Saturday, April 30, 2011

Boy Voices in FEED and SPANKING SHAKESPEARE

I’m a woman of a certain age. How the heck can I write the voice of a teenager – especially a teenage boy – with any confidence or believability? To tell you the truth – I’m sort of a chicken when it comes to writing boy voices in my stories. I tend to shy away from boys as main characters, and I’ve come to realize that I might do this because I feel like I have no confidence that I could sound, realistically, like a teenage boy. And why should I? I have very little contact with teenage boys right now in my life…and certainly had very little contact with teenage boys even when I was a teenager. (They were the Other Kids in classes and leaning against lockers in the hallway; they tended to smell like sweat or too much cologne, and I always wanted them to be more like Romeo or Luke Skywalker. Yep. Once again … showing you my high level of geekiness.)
Anyway… this week, I accidentally picked up two novels in a row and now I wish to bow to the superior – and very different – ways in which these authors wrote in believable, honest, and sometimes heartbreaking, sometimes hilarious voices of teenage boys.
M.T. Anderson, author of the Octavian Nothing books, wrote Feed (a National Book Award finalist and winner of the Los Angeles Times book prize) in 2002.  Here is the concept: In a distant dystopia, Titus is a teenager whose “ability to read, write, and even think for himself has been almost completely obliterated by his “feed,” a transmitter implanted directly into his brain.” (Quote from the back matter on the paperback from Candlewick Press.) Feeds are crucial to the lives of everyone on the planet, transmitting a never-stopping stream of advertising and information, 24 hours a day. But Titus meets Violet, a girl who decides to fight the Feed…
Titus’s voice is short and choppy – using lots of colloquialisms and slang from this future world, but also displaying an almost too intimate view into the brain and thoughts of a teenage boy. It is hard to explain, so I’ll give you some quotes to see if I can help convey the cadence and …. Well, voice … voice in Anderson’s novel.
Page 34, Titus and friends at a dance club on the moon: There were about a million people it seemed, and lights, and the beat was rocking the moon. There was a band hung by their arms and their legs from the ceiling, and there was girders and floating units going up and down, and these meg youch latex ripplechicks dancing on the bar, and there were all these frat guys that were wearing these, unit, they were fuckin’ brag, they were wearing these tachyon shorts so you couldn’t barely look at them, which were $789.99 according to the feed and they were on sale for like $699 at the Zone, and could be shipped to the hotel for an additional $78.95, and that was just one great thing that people were wearing.
See that? Anderson’s long, breathless sentences – his words and thoughts running together without a break? This was early in the story, so the language serves to get the reader into the uninterrupted, random feed that the characters experience every minute. Pretty cool. (The writing, not the feed.)

# Short problem A:
Retype the listing word for word, beginning at the line that contains "of the rocky" and stopping at the end of the listing, with no pictures in your answer.
The blog post and the listing are unrelated to each other.

# Given records:
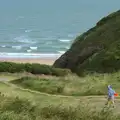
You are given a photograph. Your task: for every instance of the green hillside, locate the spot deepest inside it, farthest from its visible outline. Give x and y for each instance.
(97, 50)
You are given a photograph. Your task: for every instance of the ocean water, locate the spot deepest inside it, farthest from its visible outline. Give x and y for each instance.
(46, 28)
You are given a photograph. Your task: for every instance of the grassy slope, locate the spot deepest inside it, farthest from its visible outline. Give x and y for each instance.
(52, 104)
(72, 85)
(97, 49)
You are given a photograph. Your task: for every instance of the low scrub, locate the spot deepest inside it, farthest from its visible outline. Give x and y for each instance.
(19, 109)
(32, 68)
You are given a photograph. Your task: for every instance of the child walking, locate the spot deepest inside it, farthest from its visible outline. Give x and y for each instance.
(111, 98)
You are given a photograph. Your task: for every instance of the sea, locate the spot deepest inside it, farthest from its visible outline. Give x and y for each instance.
(47, 28)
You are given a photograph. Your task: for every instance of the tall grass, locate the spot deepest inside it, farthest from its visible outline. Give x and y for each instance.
(95, 84)
(22, 109)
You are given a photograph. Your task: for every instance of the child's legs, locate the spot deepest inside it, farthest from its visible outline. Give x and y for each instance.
(113, 100)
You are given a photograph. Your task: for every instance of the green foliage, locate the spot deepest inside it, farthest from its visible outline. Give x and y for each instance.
(32, 68)
(71, 85)
(97, 50)
(19, 109)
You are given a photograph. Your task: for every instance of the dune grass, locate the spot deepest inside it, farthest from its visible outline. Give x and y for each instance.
(16, 104)
(72, 85)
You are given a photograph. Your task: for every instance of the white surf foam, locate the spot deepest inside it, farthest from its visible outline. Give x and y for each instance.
(29, 50)
(23, 39)
(27, 31)
(3, 46)
(62, 52)
(33, 48)
(30, 55)
(64, 40)
(17, 47)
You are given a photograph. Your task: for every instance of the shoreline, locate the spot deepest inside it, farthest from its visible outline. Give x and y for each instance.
(47, 61)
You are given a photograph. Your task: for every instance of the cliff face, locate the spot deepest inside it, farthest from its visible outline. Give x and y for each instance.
(97, 50)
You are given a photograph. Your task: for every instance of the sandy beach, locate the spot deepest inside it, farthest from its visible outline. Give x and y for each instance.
(29, 60)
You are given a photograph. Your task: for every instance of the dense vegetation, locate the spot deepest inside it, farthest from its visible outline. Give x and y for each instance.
(71, 85)
(97, 50)
(22, 109)
(32, 68)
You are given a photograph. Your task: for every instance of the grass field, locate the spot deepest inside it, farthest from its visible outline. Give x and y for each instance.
(54, 106)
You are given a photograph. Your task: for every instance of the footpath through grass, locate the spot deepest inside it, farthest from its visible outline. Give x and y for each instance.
(71, 85)
(17, 103)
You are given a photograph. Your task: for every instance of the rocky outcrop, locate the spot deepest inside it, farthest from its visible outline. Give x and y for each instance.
(95, 50)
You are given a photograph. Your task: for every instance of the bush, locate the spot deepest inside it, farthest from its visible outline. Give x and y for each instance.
(32, 68)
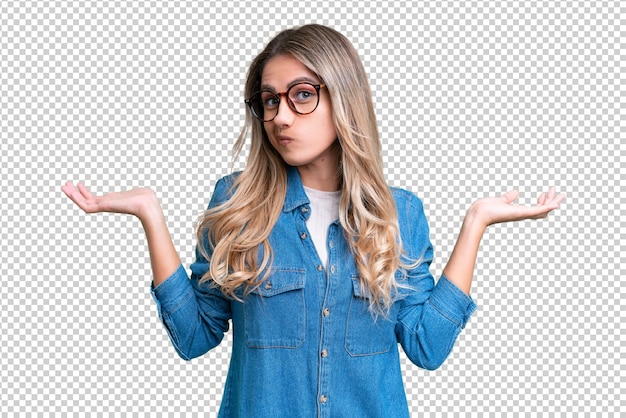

# Short problem B:
Continue the blog post on writing teenage boy voices from the point where it stops.

# Output A:
You are given a photograph. Your task: for every instance of the rocky outcrop, locate the spot deepest inside it, farthest from its visible outline. Give x and y for each instance.
(95, 50)
You are given a photograph. Your task: for every instance of the bush, locate the spot deepest inside it, farthest from its visible outline. Give x and y for each instance.
(32, 68)

# Output B:
Page 114, Titus talking to his parents after meeting Violet: I was looking out the window, being sorry, and my mother was like, “What’s wrong?”
I didn’t answer for a while. Finally I said, “Do you think I’m stupid? I mean, am I dumb?”
“You’re a non-traditional learner.”
Smell Factor said, “No he’s not. He’s dumb.”
My mother said, “Is this re: Violet?”
“No.”
“Come on. Is it re: her? Because she shouldn’t make you feel stupid. That’s not good.”
“Mom, it’s un-re: her, okay?”
“She should be proud of you.”
I didn’t say anything. I didn’t want my mom to think Violet was a snob. Violet wasn’t a snob. I was just dumb.
So Anderson manages to have the insecurities of his main character still become a focus of how he speaks, acts, and interacts with others… I think this is part of what makes this dystopia feel believable. I read through Titus’s thoughts and hear his conversations with his friends and family…and I think this kid sounds real, even if I’m not familiar with his slang.
Anderson’s Feed was fascinating, in a dark, depressing, we-are-all-victims-of-consumerism-and-advertising-and-techonology sort of way. Some of the language took a while to get used to, and the pacing is a bit frantic – but it all serves to tell the story.
Right after finishing Feed, I picked up Spanking Shakespeare by Jake Wizner. I’d heard of this novel from an author at a recent SCBWI conference. She listed it as an excellent example of voice in teen literature and also as one of the funniest YA books she’d read.  To that list of criteria, I’d add that it is a fantastic example of a teenage boy’s voice.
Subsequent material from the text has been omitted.